→ **EXERCISE**
Among the entries that follow, how many lines contain the word "wooden"? Give the number alone.

Start of Block

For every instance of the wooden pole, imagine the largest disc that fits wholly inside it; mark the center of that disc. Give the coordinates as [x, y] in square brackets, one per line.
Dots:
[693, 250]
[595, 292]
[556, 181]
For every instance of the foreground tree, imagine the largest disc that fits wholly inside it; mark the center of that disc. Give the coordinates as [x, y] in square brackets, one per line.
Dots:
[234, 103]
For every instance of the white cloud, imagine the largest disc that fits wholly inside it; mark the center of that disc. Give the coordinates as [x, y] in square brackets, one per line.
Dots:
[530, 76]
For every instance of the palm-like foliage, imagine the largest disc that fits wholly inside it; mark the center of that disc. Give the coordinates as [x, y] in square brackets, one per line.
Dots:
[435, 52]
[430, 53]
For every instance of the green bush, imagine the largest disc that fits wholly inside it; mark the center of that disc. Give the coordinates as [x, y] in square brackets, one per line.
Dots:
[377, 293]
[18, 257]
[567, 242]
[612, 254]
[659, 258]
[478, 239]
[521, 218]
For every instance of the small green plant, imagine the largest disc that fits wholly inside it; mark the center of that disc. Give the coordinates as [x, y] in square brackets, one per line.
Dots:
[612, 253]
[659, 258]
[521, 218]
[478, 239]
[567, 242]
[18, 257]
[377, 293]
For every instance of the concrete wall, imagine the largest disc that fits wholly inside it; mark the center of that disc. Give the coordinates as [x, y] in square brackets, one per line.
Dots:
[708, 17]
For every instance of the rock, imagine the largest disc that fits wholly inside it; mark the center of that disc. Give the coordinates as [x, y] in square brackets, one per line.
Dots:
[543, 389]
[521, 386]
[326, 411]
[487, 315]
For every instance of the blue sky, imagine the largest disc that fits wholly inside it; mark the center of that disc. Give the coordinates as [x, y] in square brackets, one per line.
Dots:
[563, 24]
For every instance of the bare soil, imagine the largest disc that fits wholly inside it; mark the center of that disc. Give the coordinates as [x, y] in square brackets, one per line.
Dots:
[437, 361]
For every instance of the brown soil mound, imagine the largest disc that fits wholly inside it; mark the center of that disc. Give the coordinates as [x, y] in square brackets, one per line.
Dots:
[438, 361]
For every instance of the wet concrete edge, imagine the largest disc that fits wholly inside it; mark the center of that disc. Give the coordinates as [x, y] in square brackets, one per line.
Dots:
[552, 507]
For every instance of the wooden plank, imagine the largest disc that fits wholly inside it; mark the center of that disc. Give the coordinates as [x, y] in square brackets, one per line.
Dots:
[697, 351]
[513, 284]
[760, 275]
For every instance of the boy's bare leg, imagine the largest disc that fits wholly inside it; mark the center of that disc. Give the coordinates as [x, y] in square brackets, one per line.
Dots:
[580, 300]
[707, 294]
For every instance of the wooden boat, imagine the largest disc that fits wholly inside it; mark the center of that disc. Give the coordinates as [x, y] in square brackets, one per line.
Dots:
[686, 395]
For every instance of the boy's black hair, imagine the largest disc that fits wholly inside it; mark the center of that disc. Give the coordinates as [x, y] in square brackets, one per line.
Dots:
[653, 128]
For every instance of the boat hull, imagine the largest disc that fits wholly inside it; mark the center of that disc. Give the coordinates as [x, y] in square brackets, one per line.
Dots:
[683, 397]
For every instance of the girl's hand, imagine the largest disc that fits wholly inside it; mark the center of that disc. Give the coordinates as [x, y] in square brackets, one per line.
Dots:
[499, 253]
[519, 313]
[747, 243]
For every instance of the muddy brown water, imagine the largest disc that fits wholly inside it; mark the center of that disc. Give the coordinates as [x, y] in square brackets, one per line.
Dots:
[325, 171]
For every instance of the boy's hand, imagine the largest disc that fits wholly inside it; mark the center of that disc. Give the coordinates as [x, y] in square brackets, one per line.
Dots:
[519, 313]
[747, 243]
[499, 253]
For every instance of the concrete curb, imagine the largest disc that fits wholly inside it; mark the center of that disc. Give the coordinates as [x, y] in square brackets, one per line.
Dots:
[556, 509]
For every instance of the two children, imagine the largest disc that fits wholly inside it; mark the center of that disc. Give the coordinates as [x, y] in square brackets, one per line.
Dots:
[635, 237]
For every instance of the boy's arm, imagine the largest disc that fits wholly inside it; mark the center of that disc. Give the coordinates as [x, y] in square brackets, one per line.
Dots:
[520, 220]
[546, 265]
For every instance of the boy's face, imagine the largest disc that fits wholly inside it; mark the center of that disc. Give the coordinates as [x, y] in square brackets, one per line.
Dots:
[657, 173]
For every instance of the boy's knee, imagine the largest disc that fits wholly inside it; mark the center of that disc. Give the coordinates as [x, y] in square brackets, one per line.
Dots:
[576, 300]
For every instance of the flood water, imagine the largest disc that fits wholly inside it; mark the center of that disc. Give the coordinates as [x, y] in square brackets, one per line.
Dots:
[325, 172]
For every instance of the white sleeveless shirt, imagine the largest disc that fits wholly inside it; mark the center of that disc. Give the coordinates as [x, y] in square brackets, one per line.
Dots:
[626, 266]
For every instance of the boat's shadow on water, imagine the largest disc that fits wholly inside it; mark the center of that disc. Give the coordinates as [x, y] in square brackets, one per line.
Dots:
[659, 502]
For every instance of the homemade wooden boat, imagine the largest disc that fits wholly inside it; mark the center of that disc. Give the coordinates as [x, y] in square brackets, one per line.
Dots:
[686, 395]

End of Block

→ **EXERCISE RESPONSE**
4